Records supplied.
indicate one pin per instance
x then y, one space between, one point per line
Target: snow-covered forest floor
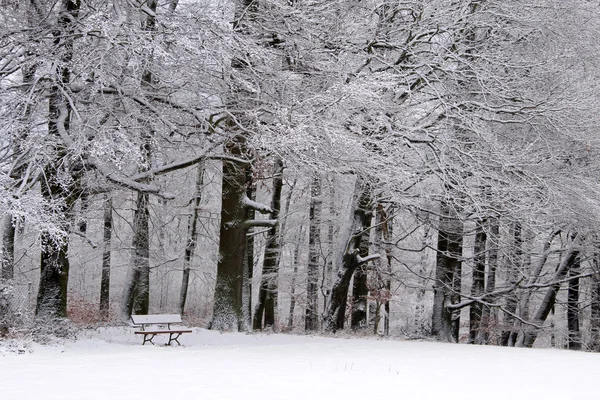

---

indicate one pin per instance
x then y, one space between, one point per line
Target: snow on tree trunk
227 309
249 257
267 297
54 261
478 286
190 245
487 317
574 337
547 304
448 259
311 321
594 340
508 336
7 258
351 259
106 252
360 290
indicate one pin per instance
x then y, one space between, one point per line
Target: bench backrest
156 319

Goal.
Pull out every line of the material above that contains the word "snow" and copy each one in full. Treat uppercase and lowercase as different, so match the case exactly.

Completed exercise.
Target: snow-covered forest floor
Target: snow on tree trunk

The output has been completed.